Mit seit 13.01.2021 rechtskräftigem Urteil des Bezirksgerichtes (BG) XXXX vom 23.09.2020 wurde er wegen des Vergehens der Sachbeschädigung nach § 125 StGB zu einer Geldstrafe von XXXX , im Nichteinbringungsfall zu XXXX Ersatzfreiheitsstrafe, verurteilt.
Er wurde mit Urteil des LG XXXX vom 11.02.2021 des Vergehens der fortgesetzten Gewaltausübung nach § 107b Abs. 1, Abs. 2 StGB schuldig gesprochen. Er wurde zu einer Freiheitsstrafe in der Dauer von XXXX verurteilt. Der Privatbeteiligten wurde ein Teilschmerzensgeldbetrag in Höhe von XXXX zugesprochen. Seine im Vorfeld dieser Verurteilung von 18.12.2020 bis 11.02.2021 erlittene Vorhaft wurde auf die verhängte Freiheitsstrafe angerechnet. Nach Verbüßung eines Teils der Freiheitsstrafe wurde er am 28.03.2021 bedingt unter Setzung einer Probezeit von drei Jahren aus der Strafhaft entlassen.
Jener Verurteilung lag zusammengefasst der Sachverhalt zugrunde, dass er gegen die Mutter seines in Österreich geborenen Sohnes im Zeitraum September 2018 bis 18.12.2020 fortgesetzt Gewalt ausübte, indem er sie fortlaufend körperlich misshandelte, ihr Körperverletzungen zufügte und sie gefährlich bedrohte. Das Strafgericht wertete die einschlägige Vorstrafe, die teilweise Begehung während anhängigem Verfahren und den teilweisen raschen Rückfall erschwerend. Seine teilweise geständige Verantwortung und dass der Großteil der Einzeltaten in einem Zeitraum stattfand, indem auf die Entscheidung des früheren Strafverfahrens am LG Bedacht zu nehmen gewesen wäre, wurden mildernd gewertet.

━━━

AUFGABENSTELLUNG »
**a.** Übertragen Sie aus dem Dokumentauszug wortgetreu den Abschnitt zwischen „Mit seit 13.01.2021“ und „der Strafhaft entlassen.“, beide eingeschlossen.
**b.** Zählen Sie alle Datumsangaben mit Tag, Monat und Jahr auf, die im Dokumentauszug vorkommen, und nennen Sie jede nur einmal.
**c.** Führen Sie den Dokumentauszug über die strafrechtlichen Verurteilungen im Anschluss an seinen letzten Satz weiter.
Die Einträge sind eigenständiges Material und gehören nicht zum Dokumentauszug.

━━━

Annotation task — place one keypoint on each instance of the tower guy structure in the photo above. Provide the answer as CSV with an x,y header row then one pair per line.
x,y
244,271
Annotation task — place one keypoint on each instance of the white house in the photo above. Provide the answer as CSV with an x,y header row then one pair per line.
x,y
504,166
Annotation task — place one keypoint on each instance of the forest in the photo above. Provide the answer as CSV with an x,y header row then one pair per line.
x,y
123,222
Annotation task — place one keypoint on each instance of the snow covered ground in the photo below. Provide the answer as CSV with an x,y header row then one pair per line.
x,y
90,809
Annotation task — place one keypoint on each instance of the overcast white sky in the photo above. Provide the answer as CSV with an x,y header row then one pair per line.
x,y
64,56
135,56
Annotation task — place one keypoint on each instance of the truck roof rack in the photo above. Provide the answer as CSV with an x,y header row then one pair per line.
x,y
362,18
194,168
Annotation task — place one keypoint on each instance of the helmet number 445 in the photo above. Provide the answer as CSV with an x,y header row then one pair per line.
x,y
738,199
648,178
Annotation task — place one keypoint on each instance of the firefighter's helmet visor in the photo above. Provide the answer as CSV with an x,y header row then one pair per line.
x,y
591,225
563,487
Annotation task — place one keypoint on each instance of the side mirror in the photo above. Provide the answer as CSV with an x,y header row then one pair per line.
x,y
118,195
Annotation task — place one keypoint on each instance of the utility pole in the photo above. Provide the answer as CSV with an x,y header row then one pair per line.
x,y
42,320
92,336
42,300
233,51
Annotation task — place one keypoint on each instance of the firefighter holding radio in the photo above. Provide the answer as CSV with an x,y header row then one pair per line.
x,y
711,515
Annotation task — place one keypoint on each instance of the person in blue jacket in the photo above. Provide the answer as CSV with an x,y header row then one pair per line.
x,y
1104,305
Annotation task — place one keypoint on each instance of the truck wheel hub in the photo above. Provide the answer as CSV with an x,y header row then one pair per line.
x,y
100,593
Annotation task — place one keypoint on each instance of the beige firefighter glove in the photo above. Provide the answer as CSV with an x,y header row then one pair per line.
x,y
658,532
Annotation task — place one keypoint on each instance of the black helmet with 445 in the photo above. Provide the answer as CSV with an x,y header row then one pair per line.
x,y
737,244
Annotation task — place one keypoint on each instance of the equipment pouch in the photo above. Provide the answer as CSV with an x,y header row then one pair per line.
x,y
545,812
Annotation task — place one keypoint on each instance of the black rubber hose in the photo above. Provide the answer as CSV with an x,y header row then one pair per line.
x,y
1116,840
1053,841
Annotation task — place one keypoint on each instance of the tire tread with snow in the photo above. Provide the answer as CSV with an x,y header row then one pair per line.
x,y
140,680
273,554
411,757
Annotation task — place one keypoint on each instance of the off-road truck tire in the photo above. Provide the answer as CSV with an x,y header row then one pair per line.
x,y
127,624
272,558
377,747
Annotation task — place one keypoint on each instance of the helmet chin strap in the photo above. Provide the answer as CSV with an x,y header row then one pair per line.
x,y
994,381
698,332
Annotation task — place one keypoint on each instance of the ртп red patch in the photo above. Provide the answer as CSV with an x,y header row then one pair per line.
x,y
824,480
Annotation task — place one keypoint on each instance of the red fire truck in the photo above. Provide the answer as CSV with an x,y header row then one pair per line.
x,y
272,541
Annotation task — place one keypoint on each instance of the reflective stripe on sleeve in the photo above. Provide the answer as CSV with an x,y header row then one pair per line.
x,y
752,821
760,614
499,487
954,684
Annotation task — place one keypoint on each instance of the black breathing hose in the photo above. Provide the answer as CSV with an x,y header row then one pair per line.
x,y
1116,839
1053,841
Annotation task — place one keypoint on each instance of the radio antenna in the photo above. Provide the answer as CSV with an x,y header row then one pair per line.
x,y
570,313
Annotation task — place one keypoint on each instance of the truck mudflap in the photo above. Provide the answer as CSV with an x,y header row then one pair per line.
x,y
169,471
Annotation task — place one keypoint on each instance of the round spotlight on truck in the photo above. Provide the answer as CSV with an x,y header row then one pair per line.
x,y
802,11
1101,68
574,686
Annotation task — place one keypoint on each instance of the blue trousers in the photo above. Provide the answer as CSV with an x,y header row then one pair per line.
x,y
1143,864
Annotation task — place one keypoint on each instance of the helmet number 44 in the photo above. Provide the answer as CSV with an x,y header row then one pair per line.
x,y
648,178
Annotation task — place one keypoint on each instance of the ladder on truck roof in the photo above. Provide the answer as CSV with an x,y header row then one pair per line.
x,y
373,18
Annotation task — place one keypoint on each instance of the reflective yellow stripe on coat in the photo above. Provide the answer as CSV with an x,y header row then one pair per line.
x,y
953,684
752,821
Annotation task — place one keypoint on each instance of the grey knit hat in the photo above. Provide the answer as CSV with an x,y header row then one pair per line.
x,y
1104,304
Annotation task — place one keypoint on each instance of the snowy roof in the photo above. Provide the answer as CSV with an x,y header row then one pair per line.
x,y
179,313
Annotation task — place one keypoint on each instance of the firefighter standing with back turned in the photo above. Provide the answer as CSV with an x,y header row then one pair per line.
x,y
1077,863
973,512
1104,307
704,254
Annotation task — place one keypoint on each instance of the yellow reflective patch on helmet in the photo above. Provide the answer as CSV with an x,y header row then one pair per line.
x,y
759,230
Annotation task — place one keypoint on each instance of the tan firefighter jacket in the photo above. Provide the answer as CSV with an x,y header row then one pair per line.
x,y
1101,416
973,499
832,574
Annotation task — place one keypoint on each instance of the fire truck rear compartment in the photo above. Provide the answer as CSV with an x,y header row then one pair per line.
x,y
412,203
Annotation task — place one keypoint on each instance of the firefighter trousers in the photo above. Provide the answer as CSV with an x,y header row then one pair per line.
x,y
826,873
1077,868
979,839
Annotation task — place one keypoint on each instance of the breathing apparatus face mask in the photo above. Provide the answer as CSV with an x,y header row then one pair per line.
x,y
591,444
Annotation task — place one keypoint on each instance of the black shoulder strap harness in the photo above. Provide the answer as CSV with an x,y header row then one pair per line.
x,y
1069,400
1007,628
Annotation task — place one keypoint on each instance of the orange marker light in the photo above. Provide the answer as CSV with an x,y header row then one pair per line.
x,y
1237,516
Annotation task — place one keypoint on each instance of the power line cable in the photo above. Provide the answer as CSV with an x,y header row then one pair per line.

━━━

SCHRIFTLICHE ANTWORTEN »
**a.**
Mit seit 13.01.2021 rechtskräftigem Urteil des Bezirksgerichtes (BG) XXXX vom 23.09.2020 wurde er wegen des Vergehens der Sachbeschädigung nach § 125 StGB zu einer Geldstrafe von XXXX , im Nichteinbringungsfall zu XXXX Ersatzfreiheitsstrafe, verurteilt.
Er wurde mit Urteil des LG XXXX vom 11.02.2021 des Vergehens der fortgesetzten Gewaltausübung nach § 107b Abs. 1, Abs. 2 StGB schuldig gesprochen. Er wurde zu einer Freiheitsstrafe in der Dauer von XXXX verurteilt. Der Privatbeteiligten wurde ein Teilschmerzensgeldbetrag in Höhe von XXXX zugesprochen. Seine im Vorfeld dieser Verurteilung von 18.12.2020 bis 11.02.2021 erlittene Vorhaft wurde auf die verhängte Freiheitsstrafe angerechnet. Nach Verbüßung eines Teils der Freiheitsstrafe wurde er am 28.03.2021 bedingt unter Setzung einer Probezeit von drei Jahren aus der Strafhaft entlassen.

**b.**
- 13.01.2021
- 23.09.2020
- 11.02.2021
- 18.12.2020
- 28.03.2021

**c.**
Mit polizeilicher Berichterstattung vom 11.07.2021 wurde das BFA über ein neuerlich gegen den BF geführtes Ermittlungsverfahren wegen des Verdachts der gefährlichen Drohung und Körperverletzung verständigt. Der Berichterstattung lag ein Vorfall vom 10.07.2021 zugrunde, demzufolge er verdächtigt wird gemeinsam mit einem weiteren Beschuldigten Jugendlichen Faustschläge ins Gesicht versetzt und diese mit einem Messer bedroht zu haben. Nach Angaben der Opfer habe der BF zum Tatzeitpunkt beeinträchtigt gewirkt.
2. Beweiswürdigung:
2.1. Beweis erhoben wurde im gegenständlichen Beschwerdeverfahren durch Einsichtnahme in den gg. Verfahrensakt unter zentraler Berücksichtigung der niederschriftlichen Angaben des BF, der gekürzten Urteilsausfertigungen des LG, der Berichterstattung der LPD, des bekämpften Bescheides, des Beschwerdeschriftsatzes und der sonstigen im Zuge des Verfahrens vom BF vorgelegten Beweismittel, die Durchführung einer mündlichen Verhandlung vor dem BVwG im Beisein des BF, die zeugenschaftliche Befragung seiner nunmehrigen Ehefrau durch das BVwG sowie die Einholung von Auskünften des Strafregisters, des Betreuungsinformationssystems, des zentralen Melderegisters und des AJ-Web.
2.2. Die Identität, Staatsangehörigkeit, Volksgruppen- und Religionszugehörigkeit, regionale und familiäre Herkunft des BF konnten aufgrund der diesbezüglich bereits erstinstanzlich als glaubwürdig festgestellten Angaben des BF sowie des vorgelegten und kriminaltechnisch untersuchten Identitätsnachweises festgestellt werden.
Die Feststellungen zu seinem Bildungsniveau, zu seiner Erwerbstätigkeit im Herkunftsland und zu den Lebensumständen seiner Herkunftsfamilie stützten sich ebenso auf seine glaubwürdigen Angaben.
Die Feststellungen zum Reiseweg und zur Einreise des BF nach Österreich und seiner Antragstellung hierorts stützten sich auf die persönlichen Angaben des BF und den gg. Verfahrensakt.
2.3. Die Feststellungen zum familiären und sozialen Leben des BF in Österreich stützten sich auf seine glaubwürdigen Angaben im Beschwerdeverfahren unter Berücksichtigung der zeugenschaftlichen Angaben seiner nunmehrigen Ehefrau im Rahmen der mündlichen Beschwerdeverhandlung und der von ihm dazu ergänzend vorgelegten Beweismittel sowie der vom BVwG erstellten Datenbankauszüge.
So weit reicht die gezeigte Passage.